### What needs to be done
Copy out all the rows with every "window" changed to "pane" and nothing else altered. Omit the pictures.
[START OF Material for this exercise]
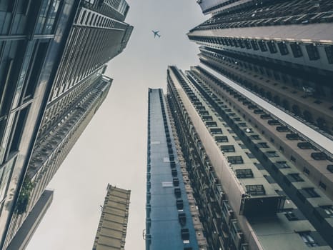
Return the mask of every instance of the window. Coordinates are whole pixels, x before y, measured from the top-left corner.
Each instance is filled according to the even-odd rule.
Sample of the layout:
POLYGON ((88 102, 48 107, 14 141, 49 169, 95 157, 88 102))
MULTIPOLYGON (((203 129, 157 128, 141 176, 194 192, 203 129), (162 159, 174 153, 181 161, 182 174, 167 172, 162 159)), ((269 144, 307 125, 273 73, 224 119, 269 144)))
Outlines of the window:
POLYGON ((274 41, 269 41, 267 42, 268 49, 269 49, 269 52, 272 54, 274 54, 277 52, 277 46, 275 45, 274 41))
POLYGON ((307 246, 309 247, 318 246, 318 244, 316 241, 314 241, 314 239, 311 236, 310 231, 302 231, 298 234, 299 234, 302 239, 303 240, 303 241, 305 243, 305 244, 307 246))
POLYGON ((287 161, 277 161, 276 165, 279 169, 290 169, 290 166, 287 164, 287 161))
POLYGON ((284 216, 287 217, 288 221, 298 221, 298 218, 292 211, 294 209, 286 209, 284 211, 284 216))
POLYGON ((305 166, 303 168, 303 172, 307 175, 310 174, 310 171, 307 169, 305 166))
POLYGON ((290 44, 290 48, 292 49, 292 52, 294 55, 294 57, 303 56, 303 53, 302 52, 302 49, 299 45, 292 43, 290 44))
POLYGON ((260 136, 257 134, 252 134, 249 136, 252 140, 260 140, 260 136))
POLYGON ((268 50, 267 46, 264 41, 260 41, 258 42, 259 46, 260 47, 260 50, 263 52, 267 51, 268 50))
POLYGON ((329 64, 333 64, 333 45, 325 46, 325 52, 329 64))
POLYGON ((215 141, 217 142, 228 142, 227 136, 215 136, 215 141))
POLYGON ((288 140, 294 141, 299 139, 299 136, 297 134, 287 134, 286 138, 288 140))
POLYGON ((333 206, 320 206, 324 211, 329 216, 329 217, 333 218, 333 206))
POLYGON ((269 121, 267 121, 267 124, 268 124, 269 125, 280 125, 280 126, 282 125, 281 123, 280 123, 278 120, 275 120, 275 119, 274 119, 274 120, 269 120, 269 121))
POLYGON ((222 134, 222 129, 210 129, 209 131, 212 134, 222 134))
POLYGON ((266 194, 263 185, 245 185, 247 193, 251 195, 264 195, 266 194))
POLYGON ((329 171, 331 173, 333 173, 333 165, 332 165, 332 164, 327 165, 327 166, 326 168, 327 168, 327 170, 329 171))
POLYGON ((289 129, 288 129, 287 126, 277 126, 276 129, 278 132, 289 132, 289 129))
POLYGON ((307 193, 309 196, 312 198, 320 197, 320 196, 314 191, 314 188, 304 188, 302 189, 307 193))
POLYGON ((289 51, 288 51, 288 47, 287 46, 284 42, 282 41, 278 43, 277 46, 279 47, 280 53, 282 56, 287 55, 288 54, 289 54, 289 51))
POLYGON ((290 176, 290 179, 292 182, 299 182, 304 181, 301 176, 299 176, 299 174, 289 174, 288 176, 290 176))
POLYGON ((249 41, 249 40, 245 40, 244 43, 245 43, 245 46, 247 47, 247 49, 251 49, 251 44, 250 44, 250 42, 249 41))
POLYGON ((243 158, 241 156, 227 156, 228 161, 232 164, 242 164, 243 158))
POLYGON ((234 145, 222 145, 221 150, 224 152, 234 152, 235 151, 234 145))
POLYGON ((297 144, 297 146, 301 149, 312 149, 312 145, 311 145, 311 144, 309 142, 307 142, 307 141, 299 142, 297 144))
POLYGON ((305 46, 305 48, 307 49, 309 59, 311 61, 317 60, 320 58, 317 46, 314 46, 314 44, 309 44, 305 46))
POLYGON ((275 151, 268 151, 266 152, 267 157, 279 157, 279 155, 275 151))
POLYGON ((235 171, 238 179, 253 178, 253 173, 251 169, 236 169, 235 171))
POLYGON ((311 157, 317 161, 326 160, 327 156, 324 152, 311 153, 311 157))
POLYGON ((266 142, 259 142, 257 145, 258 146, 258 148, 267 149, 269 147, 266 142))
POLYGON ((319 181, 319 186, 324 190, 326 190, 326 184, 324 184, 323 182, 319 181))
POLYGON ((206 121, 206 125, 209 126, 217 126, 217 123, 216 121, 206 121))
POLYGON ((254 50, 259 50, 259 46, 258 46, 258 43, 257 42, 257 41, 252 40, 251 44, 252 45, 252 48, 254 50))
POLYGON ((22 134, 25 128, 26 121, 28 117, 29 108, 30 105, 16 113, 17 123, 12 135, 11 146, 9 151, 9 154, 19 150, 21 139, 22 138, 22 134))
[END OF Material for this exercise]
### Response below
Return the mask of every instance of the pane. Coordinates are whole pixels, x before y, measured from the top-left corner.
Each instance is filled according to the even-odd rule.
Sample of the layout:
POLYGON ((88 102, 48 107, 14 141, 49 169, 95 157, 88 102))
MULTIPOLYGON (((203 129, 157 128, 141 176, 194 192, 203 129), (162 159, 174 153, 181 161, 182 174, 167 172, 162 159)), ((269 144, 307 125, 273 73, 224 119, 269 144)))
Outlines of the pane:
POLYGON ((274 41, 269 41, 267 42, 268 49, 269 49, 269 52, 272 54, 274 54, 277 52, 277 46, 275 45, 274 41))
POLYGON ((307 246, 309 247, 318 246, 318 244, 316 241, 314 241, 314 239, 311 236, 310 231, 302 231, 298 234, 299 234, 302 239, 303 240, 303 241, 305 243, 305 244, 307 246))
POLYGON ((287 161, 277 161, 276 165, 279 169, 290 169, 290 166, 287 164, 287 161))
POLYGON ((284 216, 287 217, 288 221, 298 221, 298 218, 292 211, 294 209, 286 209, 284 211, 284 216))
POLYGON ((305 166, 303 168, 303 172, 307 175, 310 174, 310 171, 307 169, 305 166))
POLYGON ((290 44, 290 48, 292 49, 292 52, 294 55, 294 57, 303 56, 303 53, 302 52, 302 49, 299 45, 292 43, 290 44))
POLYGON ((260 136, 257 134, 252 134, 249 136, 252 140, 260 140, 260 136))
POLYGON ((268 50, 267 46, 264 41, 260 41, 258 42, 259 46, 260 47, 260 50, 263 52, 267 51, 268 50))
POLYGON ((329 64, 333 64, 333 45, 325 46, 325 52, 329 64))
POLYGON ((215 141, 217 142, 228 142, 227 136, 215 136, 215 141))
POLYGON ((288 140, 294 141, 299 139, 299 136, 297 134, 287 134, 286 138, 288 140))
POLYGON ((333 206, 320 206, 324 211, 329 216, 329 217, 333 218, 333 206))
POLYGON ((269 121, 267 121, 267 124, 268 124, 269 125, 280 125, 280 126, 282 125, 281 123, 280 123, 278 120, 275 120, 275 119, 274 119, 274 120, 269 120, 269 121))
POLYGON ((222 134, 222 129, 210 129, 209 131, 212 134, 222 134))
POLYGON ((266 194, 263 185, 245 185, 247 193, 251 195, 264 195, 266 194))
POLYGON ((329 171, 331 173, 333 173, 333 165, 332 165, 332 164, 327 165, 327 166, 326 168, 327 168, 327 170, 329 171))
POLYGON ((289 129, 288 129, 287 126, 277 126, 276 129, 278 132, 289 132, 289 129))
POLYGON ((307 193, 309 196, 312 198, 320 197, 320 196, 314 191, 314 188, 304 188, 302 189, 307 193))
POLYGON ((289 51, 288 51, 288 47, 287 46, 284 42, 282 41, 278 43, 277 46, 279 47, 280 53, 282 56, 287 55, 288 54, 289 54, 289 51))
POLYGON ((290 176, 290 179, 292 182, 299 182, 304 181, 301 176, 299 176, 299 174, 289 174, 288 176, 290 176))
POLYGON ((249 41, 249 40, 245 40, 244 43, 245 43, 245 46, 247 47, 247 49, 251 49, 251 44, 250 44, 250 42, 249 41))
POLYGON ((243 158, 241 156, 227 156, 228 161, 232 164, 242 164, 243 158))
POLYGON ((234 145, 222 145, 221 150, 224 152, 234 152, 235 151, 234 145))
POLYGON ((297 144, 297 146, 301 149, 312 149, 312 145, 311 145, 311 144, 309 142, 307 142, 307 141, 299 142, 297 144))
POLYGON ((305 46, 305 48, 307 49, 309 59, 311 61, 317 60, 320 58, 317 46, 314 46, 314 44, 309 44, 305 46))
POLYGON ((275 151, 268 151, 266 152, 267 157, 279 157, 279 155, 275 151))
POLYGON ((235 171, 238 179, 253 178, 253 173, 251 169, 236 169, 235 171))
POLYGON ((311 157, 317 161, 326 160, 327 156, 324 152, 311 153, 311 157))
POLYGON ((266 142, 259 142, 257 145, 258 146, 258 148, 267 149, 269 147, 266 142))
POLYGON ((319 181, 319 186, 324 190, 326 190, 326 184, 324 184, 323 182, 319 181))
POLYGON ((206 121, 206 125, 209 126, 217 126, 217 123, 216 121, 206 121))
POLYGON ((254 50, 259 50, 259 46, 258 46, 258 43, 257 42, 257 41, 252 40, 251 44, 252 45, 252 48, 254 50))
POLYGON ((22 134, 25 128, 26 121, 28 117, 29 108, 30 105, 16 113, 17 123, 12 135, 11 146, 9 151, 9 154, 19 150, 21 139, 22 138, 22 134))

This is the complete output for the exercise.